Quoted passage |
-- BEGIN --
The Theory of Relativity

These days, I play a ‘three bucket trick’ on myself. I use three buckets full of water to take my evening bath. Water conservationists, please excuse, but the weather is swelteringly hot, and my work entails that I stand in the Sun, for at least a couple of hours, everyday.

I use a submersible pump to suck the water up; from a bore well that reaches the deep innards of mother earth.

The first bucket full is almost warm, maybe due to the heated pipes that it uses to travel. The next two are progressively cooler. The third one being coldest of the lot but is still not ‘COLD’ by any standards set by the centigrade scale.

I use bucket number two first. It is refreshing. It washes the sweat and the grime off. Next I pull up the bucket number one. After number two, it feels ‘WARM,’ but still it is H TWO OH! An increasingly rare commodity on this planet. I use a larger water jug to run through it as quickly as possible.

Then comes the treat of the evening.
-- END --
Supplied data |
-- BEGIN --
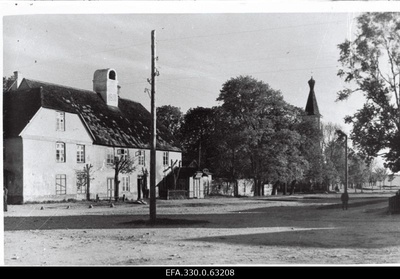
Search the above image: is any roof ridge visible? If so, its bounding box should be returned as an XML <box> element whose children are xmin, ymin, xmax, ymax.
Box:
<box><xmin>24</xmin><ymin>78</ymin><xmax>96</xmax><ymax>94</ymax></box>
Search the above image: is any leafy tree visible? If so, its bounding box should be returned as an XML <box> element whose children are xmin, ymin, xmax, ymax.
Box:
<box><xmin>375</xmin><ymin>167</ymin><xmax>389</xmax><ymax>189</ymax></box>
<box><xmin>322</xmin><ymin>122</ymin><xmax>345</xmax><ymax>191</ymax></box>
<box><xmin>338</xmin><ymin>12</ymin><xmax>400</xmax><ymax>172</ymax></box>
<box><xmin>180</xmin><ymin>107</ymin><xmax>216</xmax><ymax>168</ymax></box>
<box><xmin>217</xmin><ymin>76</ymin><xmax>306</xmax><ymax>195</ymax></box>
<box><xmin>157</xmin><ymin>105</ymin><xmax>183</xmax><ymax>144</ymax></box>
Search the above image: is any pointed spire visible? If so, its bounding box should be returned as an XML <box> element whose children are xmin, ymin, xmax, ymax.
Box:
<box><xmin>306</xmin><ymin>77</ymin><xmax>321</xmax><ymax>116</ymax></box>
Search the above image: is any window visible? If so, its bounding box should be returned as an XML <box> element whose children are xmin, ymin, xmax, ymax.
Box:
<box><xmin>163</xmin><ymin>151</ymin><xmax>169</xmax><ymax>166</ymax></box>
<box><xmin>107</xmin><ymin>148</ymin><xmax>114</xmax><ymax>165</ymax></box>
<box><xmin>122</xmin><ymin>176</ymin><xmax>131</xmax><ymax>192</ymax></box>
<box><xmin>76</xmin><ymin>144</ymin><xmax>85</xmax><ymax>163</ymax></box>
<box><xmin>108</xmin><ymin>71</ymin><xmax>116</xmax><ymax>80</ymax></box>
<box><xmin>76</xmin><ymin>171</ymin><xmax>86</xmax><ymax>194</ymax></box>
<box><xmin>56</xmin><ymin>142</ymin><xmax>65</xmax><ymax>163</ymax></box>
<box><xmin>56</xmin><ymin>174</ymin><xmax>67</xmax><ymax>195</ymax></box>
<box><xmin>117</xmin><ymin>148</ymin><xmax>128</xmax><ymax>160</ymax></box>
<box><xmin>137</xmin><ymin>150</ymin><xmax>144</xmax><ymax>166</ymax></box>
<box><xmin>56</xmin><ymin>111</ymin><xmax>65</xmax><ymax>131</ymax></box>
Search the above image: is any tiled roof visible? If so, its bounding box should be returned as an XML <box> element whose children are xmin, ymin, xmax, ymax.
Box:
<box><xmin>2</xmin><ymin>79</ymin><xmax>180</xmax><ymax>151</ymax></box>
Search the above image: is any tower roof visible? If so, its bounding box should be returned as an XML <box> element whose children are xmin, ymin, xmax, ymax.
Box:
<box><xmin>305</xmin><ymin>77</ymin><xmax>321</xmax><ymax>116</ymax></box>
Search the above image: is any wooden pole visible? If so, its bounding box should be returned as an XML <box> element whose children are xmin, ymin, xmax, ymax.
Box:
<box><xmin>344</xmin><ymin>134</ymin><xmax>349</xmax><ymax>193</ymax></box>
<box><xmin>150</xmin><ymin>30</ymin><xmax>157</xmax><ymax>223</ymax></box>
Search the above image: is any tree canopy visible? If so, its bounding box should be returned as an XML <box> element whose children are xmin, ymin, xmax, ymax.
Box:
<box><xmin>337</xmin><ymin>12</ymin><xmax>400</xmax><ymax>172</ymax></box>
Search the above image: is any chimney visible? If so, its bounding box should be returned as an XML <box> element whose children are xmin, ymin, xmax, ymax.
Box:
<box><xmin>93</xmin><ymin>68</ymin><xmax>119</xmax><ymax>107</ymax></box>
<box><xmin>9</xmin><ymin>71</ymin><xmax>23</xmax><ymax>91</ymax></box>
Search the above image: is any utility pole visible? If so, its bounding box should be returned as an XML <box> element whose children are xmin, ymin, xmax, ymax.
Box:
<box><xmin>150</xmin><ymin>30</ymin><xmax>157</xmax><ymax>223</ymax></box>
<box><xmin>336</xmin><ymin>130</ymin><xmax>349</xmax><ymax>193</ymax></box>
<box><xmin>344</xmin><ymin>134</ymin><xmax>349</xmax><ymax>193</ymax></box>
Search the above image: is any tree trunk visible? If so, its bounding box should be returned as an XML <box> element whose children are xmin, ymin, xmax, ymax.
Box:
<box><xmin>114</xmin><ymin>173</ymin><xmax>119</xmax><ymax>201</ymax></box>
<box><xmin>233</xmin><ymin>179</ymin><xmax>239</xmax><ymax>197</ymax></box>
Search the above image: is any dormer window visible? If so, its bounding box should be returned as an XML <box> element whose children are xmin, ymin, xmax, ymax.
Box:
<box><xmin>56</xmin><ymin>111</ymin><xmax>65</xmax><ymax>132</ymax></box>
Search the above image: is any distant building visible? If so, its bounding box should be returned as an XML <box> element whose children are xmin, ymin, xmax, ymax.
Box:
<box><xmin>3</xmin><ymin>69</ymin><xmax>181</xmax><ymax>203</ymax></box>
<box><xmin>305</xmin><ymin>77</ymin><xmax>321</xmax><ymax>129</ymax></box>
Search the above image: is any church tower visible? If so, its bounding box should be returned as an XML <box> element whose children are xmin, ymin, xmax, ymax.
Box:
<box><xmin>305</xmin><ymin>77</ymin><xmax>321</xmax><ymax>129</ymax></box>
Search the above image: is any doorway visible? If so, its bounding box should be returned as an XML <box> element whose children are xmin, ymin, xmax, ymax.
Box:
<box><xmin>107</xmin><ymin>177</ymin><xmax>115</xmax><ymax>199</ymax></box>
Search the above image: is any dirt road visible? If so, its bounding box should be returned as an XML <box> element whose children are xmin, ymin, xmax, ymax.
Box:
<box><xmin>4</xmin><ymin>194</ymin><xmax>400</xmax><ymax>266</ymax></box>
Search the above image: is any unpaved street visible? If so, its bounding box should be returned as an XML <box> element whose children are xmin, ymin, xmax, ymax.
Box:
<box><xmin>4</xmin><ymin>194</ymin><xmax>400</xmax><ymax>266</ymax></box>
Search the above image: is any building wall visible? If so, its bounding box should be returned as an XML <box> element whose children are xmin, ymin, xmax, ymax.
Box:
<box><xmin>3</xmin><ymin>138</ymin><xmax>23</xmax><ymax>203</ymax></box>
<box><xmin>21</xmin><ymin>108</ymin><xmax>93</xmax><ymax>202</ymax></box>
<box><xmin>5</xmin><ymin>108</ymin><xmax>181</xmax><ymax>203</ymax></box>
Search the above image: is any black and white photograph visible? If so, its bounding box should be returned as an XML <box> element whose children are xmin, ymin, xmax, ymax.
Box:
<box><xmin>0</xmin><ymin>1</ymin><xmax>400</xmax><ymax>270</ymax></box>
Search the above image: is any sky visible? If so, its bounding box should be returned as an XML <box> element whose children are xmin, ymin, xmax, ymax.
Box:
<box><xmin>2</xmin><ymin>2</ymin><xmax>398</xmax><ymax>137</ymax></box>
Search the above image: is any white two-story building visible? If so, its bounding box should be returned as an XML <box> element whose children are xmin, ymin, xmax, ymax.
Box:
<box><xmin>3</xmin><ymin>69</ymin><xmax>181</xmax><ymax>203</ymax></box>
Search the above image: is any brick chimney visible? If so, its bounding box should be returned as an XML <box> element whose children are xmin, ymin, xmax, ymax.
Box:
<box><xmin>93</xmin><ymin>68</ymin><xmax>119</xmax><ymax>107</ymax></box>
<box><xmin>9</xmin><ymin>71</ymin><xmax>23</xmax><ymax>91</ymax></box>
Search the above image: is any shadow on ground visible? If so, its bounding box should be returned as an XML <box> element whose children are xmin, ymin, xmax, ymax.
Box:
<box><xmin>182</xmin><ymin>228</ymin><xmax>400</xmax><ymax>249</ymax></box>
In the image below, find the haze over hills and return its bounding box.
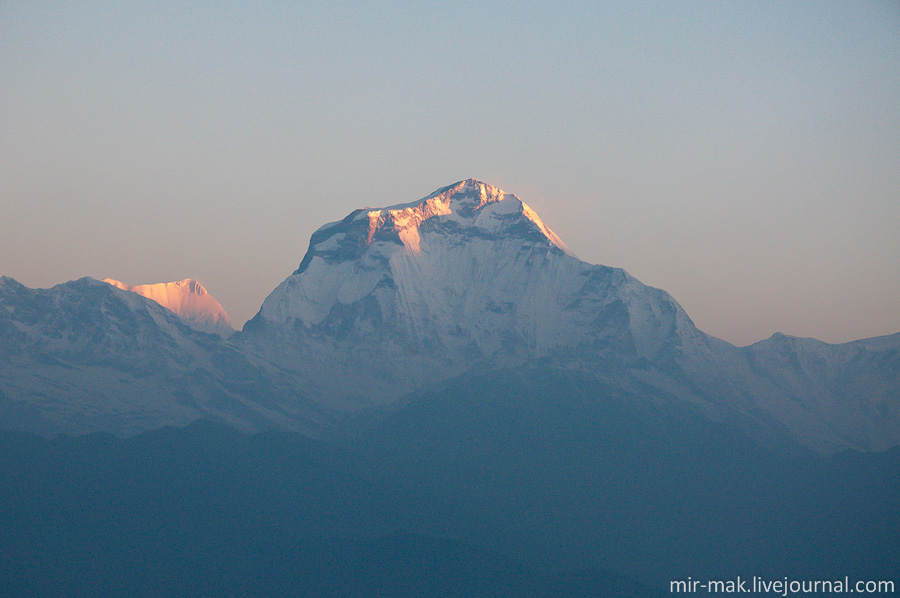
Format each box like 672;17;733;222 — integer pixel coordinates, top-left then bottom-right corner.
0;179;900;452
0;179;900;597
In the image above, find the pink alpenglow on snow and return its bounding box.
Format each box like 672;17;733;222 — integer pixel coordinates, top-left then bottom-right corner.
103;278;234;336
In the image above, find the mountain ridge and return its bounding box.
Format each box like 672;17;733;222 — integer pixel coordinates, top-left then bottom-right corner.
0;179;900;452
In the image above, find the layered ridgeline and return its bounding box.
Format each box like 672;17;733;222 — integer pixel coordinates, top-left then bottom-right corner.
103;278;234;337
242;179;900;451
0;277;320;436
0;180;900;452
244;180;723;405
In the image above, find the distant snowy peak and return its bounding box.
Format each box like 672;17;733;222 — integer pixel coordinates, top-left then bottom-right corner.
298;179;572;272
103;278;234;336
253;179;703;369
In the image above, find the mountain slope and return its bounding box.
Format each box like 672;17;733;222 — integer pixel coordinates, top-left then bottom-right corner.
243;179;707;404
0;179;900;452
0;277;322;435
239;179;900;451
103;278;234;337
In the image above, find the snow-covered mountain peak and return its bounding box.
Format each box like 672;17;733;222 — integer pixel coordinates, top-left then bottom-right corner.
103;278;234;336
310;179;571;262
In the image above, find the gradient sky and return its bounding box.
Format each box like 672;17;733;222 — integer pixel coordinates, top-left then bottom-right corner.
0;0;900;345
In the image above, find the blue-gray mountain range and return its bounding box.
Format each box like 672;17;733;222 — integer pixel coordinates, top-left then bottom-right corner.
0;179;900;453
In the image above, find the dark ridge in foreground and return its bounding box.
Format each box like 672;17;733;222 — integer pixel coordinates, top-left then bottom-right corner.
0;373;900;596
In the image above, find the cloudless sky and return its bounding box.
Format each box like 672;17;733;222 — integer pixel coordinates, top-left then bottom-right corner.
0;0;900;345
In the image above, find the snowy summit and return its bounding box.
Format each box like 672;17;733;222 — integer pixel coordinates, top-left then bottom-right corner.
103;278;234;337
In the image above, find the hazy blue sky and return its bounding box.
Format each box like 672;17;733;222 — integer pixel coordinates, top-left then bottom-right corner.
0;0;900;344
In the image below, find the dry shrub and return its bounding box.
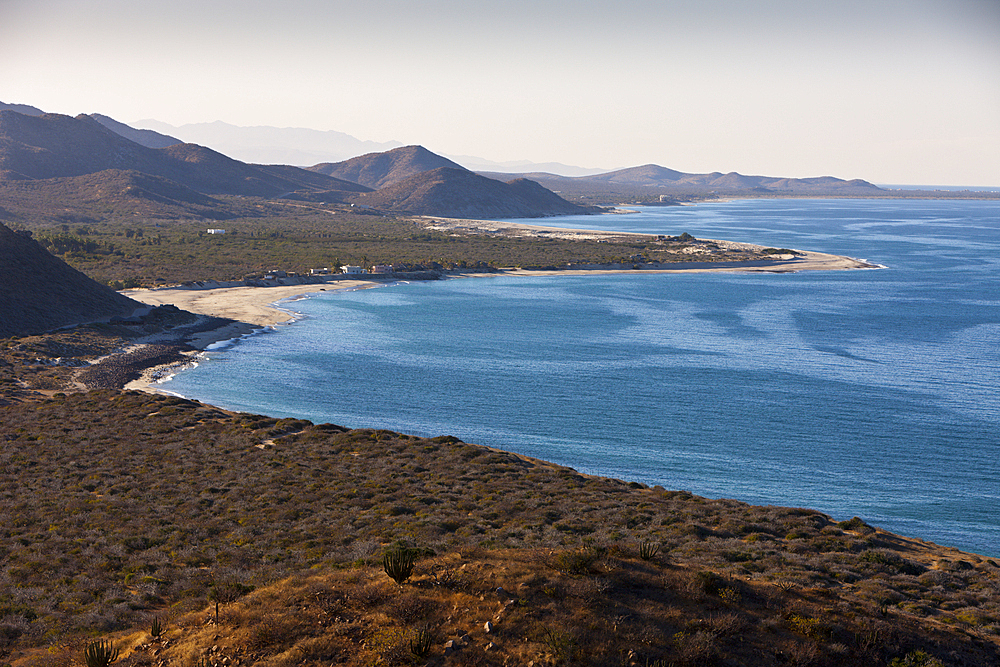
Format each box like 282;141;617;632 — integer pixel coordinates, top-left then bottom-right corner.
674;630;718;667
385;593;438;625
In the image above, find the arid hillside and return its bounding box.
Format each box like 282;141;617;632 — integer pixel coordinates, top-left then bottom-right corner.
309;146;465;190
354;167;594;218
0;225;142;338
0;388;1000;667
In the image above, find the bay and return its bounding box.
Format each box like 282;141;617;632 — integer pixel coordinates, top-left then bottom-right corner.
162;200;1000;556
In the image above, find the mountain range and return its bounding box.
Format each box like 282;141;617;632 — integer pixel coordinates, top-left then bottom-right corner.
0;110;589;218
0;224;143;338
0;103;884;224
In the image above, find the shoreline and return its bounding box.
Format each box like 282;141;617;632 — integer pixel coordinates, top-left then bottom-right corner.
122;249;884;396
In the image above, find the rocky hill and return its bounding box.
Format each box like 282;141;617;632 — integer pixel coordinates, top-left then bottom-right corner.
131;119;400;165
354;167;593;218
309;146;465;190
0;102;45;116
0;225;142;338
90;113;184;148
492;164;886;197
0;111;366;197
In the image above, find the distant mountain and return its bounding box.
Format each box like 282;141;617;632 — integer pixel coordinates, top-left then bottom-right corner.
-- END --
Challenges |
a) In the essay about the evening bath, which bucket of water does the writer use first?
b) Which lines of the rows contain the word "building"? Return each of them.

Answer list |
a) Bucket number two.

b)
Search the above image: is any distant building visible? If so, its bounding box should be returned as an XML <box> element whose children are xmin, ymin, xmax, ymax.
Search the above image: is any building wall visible? If so, its bounding box should be returned as an XML <box> element whose children are xmin, ymin, xmax, ymax.
Search the above image: is any white two-story building visible? If so, its bounding box should be returned as an XML <box> element whose children are xmin, ymin, xmax, ymax.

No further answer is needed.